─── PROVIDED DATA

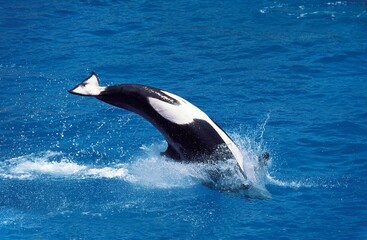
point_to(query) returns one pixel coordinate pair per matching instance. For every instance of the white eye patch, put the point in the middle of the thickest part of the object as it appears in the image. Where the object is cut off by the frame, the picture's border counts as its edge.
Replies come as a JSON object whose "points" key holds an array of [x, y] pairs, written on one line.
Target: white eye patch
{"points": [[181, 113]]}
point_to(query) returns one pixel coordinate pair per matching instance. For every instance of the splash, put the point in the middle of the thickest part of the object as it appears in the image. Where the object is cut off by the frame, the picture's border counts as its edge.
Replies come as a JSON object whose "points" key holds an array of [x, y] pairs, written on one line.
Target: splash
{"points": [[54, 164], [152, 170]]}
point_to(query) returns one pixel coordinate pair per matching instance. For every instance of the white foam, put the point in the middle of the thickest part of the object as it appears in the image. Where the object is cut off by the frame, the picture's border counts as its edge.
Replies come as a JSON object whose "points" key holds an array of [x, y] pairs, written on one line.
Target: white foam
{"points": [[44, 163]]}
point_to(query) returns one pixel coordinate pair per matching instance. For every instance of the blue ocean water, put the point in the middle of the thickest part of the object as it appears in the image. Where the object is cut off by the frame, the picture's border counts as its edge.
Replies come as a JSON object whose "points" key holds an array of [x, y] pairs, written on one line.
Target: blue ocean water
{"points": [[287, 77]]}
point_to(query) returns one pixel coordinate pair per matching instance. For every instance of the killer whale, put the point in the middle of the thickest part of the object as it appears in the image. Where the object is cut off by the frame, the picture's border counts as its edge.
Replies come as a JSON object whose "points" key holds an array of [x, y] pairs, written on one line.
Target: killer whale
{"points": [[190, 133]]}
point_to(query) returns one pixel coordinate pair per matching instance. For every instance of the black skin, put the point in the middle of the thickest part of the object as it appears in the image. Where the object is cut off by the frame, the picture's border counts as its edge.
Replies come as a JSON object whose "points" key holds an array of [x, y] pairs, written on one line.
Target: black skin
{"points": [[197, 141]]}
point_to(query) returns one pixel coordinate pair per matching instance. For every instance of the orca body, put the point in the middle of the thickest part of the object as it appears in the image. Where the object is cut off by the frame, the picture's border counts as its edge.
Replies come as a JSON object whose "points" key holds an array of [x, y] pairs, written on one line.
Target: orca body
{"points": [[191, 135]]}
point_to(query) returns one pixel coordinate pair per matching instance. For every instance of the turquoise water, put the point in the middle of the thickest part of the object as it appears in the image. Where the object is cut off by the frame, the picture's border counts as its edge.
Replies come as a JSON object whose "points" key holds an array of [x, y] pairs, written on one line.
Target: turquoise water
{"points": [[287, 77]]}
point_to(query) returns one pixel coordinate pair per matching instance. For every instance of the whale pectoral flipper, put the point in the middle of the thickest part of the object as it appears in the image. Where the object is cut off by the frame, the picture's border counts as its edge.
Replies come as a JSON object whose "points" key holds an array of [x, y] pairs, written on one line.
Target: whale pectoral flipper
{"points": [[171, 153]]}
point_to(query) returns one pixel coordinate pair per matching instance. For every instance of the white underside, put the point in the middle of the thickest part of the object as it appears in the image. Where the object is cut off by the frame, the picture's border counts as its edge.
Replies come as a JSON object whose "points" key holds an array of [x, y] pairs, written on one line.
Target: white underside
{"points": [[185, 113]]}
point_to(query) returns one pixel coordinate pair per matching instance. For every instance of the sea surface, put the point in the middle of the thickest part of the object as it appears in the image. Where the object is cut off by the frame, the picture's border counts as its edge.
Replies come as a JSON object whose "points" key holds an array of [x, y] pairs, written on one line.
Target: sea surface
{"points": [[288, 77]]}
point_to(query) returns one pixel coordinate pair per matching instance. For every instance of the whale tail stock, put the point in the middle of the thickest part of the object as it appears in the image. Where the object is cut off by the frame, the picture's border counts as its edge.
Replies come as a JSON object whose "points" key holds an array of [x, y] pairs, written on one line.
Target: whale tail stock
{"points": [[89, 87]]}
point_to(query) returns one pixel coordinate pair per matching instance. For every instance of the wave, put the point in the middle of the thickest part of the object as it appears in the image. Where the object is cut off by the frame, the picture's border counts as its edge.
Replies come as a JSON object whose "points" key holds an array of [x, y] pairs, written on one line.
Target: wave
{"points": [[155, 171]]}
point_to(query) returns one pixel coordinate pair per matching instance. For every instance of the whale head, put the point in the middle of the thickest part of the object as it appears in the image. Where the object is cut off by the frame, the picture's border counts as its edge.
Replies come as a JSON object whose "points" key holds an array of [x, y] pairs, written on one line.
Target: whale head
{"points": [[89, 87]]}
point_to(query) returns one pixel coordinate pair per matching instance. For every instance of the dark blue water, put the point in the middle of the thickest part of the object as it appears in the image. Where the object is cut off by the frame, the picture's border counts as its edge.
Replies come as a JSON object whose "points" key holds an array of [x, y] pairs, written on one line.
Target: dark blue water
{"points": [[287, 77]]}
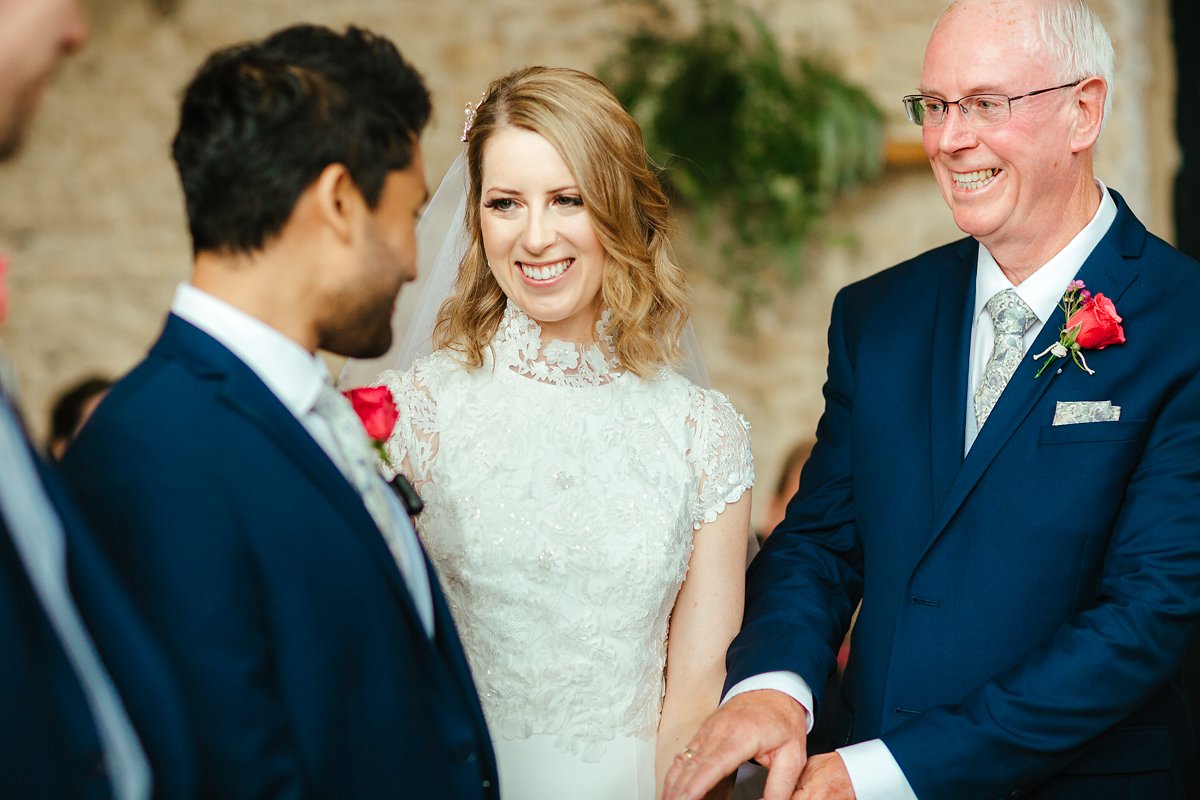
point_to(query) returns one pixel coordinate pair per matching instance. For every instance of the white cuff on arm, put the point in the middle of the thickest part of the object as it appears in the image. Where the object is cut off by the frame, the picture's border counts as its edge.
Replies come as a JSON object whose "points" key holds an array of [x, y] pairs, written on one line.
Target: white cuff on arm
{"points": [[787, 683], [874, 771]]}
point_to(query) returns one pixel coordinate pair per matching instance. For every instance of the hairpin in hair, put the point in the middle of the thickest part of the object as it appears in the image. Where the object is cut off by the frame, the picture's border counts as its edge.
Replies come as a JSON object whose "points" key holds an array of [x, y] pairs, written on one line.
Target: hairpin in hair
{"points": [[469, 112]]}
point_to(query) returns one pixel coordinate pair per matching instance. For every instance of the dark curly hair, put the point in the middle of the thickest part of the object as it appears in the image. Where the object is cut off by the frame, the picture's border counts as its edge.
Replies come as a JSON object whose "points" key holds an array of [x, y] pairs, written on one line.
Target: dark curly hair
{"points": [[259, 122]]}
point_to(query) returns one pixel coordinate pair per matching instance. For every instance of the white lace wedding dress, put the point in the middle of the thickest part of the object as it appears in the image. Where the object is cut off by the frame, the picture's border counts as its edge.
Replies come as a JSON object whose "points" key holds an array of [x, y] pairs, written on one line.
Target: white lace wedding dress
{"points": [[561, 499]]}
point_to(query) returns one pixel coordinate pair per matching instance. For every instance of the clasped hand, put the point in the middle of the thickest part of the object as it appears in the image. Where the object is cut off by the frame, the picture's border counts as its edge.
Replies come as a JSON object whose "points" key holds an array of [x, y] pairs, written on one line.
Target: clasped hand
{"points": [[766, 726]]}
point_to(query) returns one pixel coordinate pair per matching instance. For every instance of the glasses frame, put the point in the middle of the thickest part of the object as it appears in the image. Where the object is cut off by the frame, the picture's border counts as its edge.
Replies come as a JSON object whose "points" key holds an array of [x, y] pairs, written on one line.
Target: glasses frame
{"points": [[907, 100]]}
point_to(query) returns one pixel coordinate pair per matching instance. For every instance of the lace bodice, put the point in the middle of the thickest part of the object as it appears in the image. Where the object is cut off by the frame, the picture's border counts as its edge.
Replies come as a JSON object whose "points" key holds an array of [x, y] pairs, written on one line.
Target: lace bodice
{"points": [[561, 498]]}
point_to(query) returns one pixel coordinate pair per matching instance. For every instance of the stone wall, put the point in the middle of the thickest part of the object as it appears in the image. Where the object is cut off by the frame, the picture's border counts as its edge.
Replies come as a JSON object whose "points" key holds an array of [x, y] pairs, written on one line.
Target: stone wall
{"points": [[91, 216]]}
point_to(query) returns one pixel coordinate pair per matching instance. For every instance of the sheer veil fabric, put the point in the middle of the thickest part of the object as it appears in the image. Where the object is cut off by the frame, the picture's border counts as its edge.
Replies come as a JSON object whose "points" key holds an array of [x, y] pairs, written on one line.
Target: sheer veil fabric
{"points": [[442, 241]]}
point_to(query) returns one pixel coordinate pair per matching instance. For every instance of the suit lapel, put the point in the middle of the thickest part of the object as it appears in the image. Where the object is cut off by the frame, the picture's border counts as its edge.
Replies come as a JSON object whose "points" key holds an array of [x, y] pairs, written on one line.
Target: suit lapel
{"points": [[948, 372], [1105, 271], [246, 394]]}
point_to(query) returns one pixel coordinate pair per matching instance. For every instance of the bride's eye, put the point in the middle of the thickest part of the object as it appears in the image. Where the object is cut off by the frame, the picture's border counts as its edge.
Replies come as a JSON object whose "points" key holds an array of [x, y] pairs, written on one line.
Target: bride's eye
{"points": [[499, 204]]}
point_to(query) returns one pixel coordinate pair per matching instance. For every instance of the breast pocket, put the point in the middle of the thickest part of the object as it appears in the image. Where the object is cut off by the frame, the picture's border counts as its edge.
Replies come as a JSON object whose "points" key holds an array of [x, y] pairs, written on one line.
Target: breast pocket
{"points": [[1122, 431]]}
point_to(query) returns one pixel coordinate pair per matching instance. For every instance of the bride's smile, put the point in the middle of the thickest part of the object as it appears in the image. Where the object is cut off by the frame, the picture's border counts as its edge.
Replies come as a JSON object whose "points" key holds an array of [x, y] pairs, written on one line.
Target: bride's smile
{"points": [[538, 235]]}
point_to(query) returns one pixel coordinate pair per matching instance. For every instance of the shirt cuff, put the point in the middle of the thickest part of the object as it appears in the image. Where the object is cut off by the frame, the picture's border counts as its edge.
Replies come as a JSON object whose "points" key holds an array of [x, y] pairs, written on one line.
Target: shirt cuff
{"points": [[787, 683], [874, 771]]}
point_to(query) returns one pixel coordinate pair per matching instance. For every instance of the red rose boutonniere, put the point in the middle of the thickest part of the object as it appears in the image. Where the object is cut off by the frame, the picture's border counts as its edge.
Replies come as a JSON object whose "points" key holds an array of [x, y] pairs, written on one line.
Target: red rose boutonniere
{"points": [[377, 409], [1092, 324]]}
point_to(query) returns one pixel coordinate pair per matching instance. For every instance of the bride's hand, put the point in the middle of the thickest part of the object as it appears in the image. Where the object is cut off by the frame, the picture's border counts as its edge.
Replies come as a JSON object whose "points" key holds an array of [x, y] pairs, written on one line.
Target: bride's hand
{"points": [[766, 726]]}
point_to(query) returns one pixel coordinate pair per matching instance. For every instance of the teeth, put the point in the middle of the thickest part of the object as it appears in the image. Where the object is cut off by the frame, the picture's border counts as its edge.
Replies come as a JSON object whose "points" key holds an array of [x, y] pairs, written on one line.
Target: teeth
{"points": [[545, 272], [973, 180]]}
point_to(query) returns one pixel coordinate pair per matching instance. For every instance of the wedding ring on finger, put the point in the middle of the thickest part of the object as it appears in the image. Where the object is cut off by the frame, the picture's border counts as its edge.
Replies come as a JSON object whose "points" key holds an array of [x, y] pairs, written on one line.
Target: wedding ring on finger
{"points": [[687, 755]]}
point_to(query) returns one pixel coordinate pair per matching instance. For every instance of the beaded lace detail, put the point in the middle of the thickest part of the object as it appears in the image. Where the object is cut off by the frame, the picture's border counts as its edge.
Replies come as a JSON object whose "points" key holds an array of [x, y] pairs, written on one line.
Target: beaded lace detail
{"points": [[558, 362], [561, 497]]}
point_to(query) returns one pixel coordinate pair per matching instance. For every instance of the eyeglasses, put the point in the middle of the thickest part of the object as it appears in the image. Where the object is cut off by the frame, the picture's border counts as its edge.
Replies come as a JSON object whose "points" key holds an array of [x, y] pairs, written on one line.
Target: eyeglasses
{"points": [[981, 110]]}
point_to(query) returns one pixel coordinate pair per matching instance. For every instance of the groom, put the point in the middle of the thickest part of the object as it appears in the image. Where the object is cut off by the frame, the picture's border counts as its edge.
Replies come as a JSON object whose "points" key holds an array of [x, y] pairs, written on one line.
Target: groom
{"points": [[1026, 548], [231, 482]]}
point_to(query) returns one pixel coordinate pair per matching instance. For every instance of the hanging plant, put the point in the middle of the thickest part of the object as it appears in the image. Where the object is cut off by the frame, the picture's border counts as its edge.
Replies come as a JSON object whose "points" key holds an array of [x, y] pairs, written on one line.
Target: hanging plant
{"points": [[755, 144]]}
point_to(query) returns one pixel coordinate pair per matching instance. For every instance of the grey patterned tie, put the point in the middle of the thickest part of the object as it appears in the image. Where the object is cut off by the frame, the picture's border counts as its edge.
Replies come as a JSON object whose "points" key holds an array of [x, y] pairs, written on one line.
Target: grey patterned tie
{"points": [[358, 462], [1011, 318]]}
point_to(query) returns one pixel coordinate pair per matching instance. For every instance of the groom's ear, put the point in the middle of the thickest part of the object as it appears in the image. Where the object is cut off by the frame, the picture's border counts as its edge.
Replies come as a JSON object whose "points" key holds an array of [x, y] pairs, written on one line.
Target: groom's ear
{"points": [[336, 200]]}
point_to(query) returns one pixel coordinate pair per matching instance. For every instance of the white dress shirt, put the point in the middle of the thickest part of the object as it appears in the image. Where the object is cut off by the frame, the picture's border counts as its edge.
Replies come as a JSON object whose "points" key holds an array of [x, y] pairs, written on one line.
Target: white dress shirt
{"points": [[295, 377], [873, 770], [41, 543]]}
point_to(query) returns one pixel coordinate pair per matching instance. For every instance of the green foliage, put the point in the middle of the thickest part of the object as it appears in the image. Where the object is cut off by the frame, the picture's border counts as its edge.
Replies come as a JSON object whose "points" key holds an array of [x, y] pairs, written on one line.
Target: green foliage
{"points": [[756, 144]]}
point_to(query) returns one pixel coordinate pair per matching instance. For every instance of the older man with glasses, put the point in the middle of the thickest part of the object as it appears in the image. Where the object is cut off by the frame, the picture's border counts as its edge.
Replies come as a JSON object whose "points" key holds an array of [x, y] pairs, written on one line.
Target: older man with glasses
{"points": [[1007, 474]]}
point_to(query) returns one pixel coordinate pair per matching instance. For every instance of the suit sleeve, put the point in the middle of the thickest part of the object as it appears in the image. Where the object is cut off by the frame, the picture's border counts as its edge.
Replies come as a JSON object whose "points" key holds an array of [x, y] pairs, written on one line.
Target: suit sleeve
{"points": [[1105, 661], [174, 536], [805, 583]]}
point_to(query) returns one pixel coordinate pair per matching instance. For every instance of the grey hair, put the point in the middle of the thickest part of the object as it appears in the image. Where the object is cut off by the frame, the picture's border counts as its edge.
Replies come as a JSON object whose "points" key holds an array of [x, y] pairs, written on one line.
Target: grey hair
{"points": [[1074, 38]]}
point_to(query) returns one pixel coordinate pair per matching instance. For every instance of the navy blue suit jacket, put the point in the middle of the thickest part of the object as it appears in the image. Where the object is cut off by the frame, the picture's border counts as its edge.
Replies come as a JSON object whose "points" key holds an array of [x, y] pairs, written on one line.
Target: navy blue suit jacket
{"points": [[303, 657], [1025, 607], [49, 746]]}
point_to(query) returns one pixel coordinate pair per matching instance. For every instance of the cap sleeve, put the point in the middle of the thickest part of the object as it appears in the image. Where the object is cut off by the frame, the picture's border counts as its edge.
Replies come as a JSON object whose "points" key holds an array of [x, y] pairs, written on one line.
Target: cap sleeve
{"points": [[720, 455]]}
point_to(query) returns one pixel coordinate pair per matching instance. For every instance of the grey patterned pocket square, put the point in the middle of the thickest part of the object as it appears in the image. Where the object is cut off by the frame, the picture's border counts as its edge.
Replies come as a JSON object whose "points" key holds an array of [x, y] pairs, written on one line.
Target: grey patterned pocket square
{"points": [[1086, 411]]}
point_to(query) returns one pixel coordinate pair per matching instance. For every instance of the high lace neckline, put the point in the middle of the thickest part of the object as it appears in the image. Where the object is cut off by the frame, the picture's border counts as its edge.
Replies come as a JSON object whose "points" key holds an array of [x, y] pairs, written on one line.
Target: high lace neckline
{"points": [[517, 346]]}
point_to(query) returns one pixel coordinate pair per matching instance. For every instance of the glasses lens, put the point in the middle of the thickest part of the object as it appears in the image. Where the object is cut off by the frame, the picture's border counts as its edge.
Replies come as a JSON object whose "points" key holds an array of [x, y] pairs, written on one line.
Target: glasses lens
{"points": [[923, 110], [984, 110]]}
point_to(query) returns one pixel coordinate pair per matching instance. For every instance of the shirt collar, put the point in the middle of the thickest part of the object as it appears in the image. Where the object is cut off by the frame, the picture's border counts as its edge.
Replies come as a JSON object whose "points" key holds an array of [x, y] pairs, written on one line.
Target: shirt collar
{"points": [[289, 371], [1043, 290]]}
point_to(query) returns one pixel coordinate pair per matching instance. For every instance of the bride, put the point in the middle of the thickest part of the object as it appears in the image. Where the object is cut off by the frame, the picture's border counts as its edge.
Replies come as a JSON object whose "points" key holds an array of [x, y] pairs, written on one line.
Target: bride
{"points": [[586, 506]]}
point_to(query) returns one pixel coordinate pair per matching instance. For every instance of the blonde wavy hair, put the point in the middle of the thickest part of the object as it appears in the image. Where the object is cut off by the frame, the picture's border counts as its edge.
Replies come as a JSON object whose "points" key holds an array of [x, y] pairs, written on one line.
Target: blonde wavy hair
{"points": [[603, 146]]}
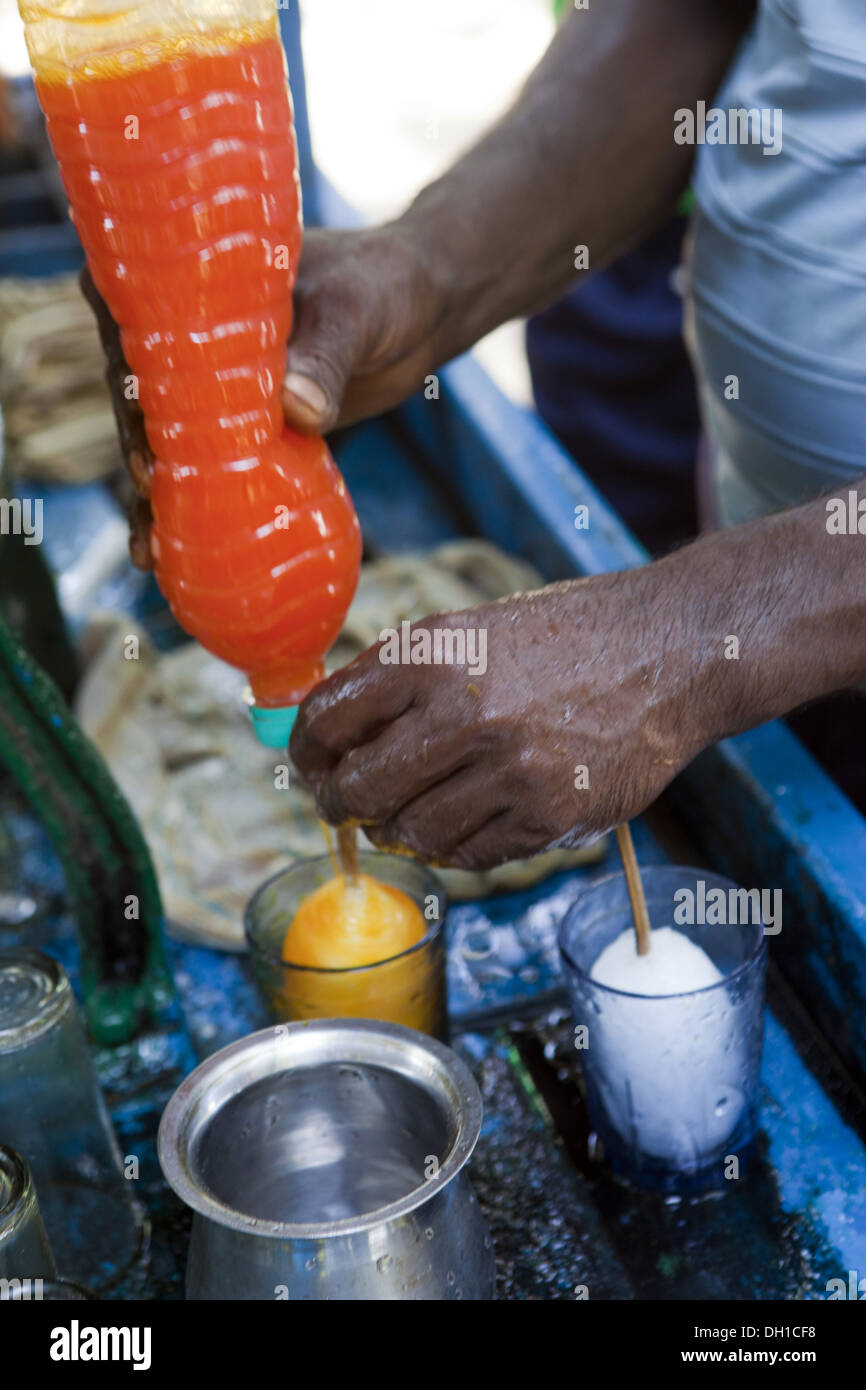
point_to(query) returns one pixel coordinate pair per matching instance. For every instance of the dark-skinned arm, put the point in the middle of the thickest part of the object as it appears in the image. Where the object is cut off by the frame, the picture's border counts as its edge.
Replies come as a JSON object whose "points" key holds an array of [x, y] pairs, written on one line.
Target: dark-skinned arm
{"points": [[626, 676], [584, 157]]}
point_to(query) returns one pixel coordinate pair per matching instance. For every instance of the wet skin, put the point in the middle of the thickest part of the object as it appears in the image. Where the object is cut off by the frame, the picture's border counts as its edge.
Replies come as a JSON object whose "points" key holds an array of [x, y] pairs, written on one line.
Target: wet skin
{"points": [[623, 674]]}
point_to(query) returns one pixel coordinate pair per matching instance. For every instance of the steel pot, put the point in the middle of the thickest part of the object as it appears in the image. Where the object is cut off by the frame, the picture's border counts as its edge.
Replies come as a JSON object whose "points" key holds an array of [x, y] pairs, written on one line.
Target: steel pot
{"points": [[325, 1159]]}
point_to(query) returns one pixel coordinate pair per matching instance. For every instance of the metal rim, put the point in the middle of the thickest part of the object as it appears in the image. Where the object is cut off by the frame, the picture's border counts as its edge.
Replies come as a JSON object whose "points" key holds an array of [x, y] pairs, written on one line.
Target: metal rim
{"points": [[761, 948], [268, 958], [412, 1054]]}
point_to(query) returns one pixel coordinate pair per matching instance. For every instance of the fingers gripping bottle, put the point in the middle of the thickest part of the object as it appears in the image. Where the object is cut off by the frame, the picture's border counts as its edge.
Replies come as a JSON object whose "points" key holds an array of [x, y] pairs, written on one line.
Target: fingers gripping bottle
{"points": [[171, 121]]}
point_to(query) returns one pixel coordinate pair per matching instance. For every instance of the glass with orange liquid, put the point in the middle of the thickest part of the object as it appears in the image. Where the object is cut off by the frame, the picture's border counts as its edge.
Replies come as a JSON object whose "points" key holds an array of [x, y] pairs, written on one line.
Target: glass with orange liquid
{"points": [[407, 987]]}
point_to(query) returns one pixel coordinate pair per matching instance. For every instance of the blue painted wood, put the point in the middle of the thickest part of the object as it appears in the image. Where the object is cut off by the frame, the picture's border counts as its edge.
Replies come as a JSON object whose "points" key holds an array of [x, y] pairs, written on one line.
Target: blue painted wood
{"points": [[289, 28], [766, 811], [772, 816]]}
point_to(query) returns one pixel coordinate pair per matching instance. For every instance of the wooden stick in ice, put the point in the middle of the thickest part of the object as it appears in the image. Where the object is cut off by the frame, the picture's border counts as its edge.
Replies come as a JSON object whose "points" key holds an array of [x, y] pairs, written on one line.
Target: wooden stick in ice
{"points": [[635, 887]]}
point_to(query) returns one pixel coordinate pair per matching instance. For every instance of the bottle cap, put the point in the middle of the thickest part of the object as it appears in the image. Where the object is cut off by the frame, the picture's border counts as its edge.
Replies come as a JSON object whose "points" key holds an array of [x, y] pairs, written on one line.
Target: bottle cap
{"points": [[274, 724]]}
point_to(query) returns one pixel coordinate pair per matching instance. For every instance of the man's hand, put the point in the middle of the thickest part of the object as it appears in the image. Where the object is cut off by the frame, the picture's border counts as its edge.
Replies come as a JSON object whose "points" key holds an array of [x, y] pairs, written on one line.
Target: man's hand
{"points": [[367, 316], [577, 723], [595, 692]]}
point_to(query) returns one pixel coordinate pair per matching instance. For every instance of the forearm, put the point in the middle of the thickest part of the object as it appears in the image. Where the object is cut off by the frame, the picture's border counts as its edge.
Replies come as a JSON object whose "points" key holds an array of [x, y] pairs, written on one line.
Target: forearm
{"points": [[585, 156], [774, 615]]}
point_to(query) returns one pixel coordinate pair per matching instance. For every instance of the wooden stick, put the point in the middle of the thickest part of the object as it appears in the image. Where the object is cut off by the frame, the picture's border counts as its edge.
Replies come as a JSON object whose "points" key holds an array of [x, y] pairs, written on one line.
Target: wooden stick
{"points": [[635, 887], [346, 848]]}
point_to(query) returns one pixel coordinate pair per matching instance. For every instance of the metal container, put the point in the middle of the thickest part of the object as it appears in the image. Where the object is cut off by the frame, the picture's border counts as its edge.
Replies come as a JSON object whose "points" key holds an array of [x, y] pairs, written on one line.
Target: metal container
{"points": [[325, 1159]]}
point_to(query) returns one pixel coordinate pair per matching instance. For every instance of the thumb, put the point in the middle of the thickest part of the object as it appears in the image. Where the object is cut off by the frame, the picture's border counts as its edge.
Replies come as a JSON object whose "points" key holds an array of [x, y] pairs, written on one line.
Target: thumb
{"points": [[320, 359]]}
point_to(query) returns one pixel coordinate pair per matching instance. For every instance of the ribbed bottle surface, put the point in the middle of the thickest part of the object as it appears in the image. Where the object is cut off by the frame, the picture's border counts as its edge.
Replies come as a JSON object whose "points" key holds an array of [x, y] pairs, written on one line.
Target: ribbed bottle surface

──────

- **GIVEN REQUEST**
Copy out everything from the line containing "metal container, put" down to the end of the entries, requests included, and increase every pixel coordinate in the answers by 25.

- **TASK RESPONSE**
point_to(query) returns one pixel coordinate pair per matching instance. For every instance of the metal container, put the point in the middle of the thickest part of the object as it appears in the image. Where the object is cut off by the frame, the picture's border counts as its edge.
Replies come as a JSON object whose "points" key holds an array of [x, y] pairs, written on one line.
Target: metal container
{"points": [[350, 1184]]}
point_to(query) returns one pixel coordinate pair per matching instance. For every instance of the thumb, put the point in the middle of the thickest part of the object as it appears in the image. Where the object is cut off by the frame, the picture's border counts as its edge.
Replies come as a JSON object whose "points" key holds an array of [x, y] pairs, written on one line.
Target: thumb
{"points": [[345, 384]]}
point_to(query) returns one pixel coordinate pair per matching instance. For every instance of the ribbed bottle surface, put the point in the middle of the thickest part of the object as it appears in the image. Where the object is cut off by the frame, the picture's border counts as its edge.
Replies come as a JSON object whose "points" key holds an array of [x, y] pairs, written on one line.
Target: ribbed bottle surface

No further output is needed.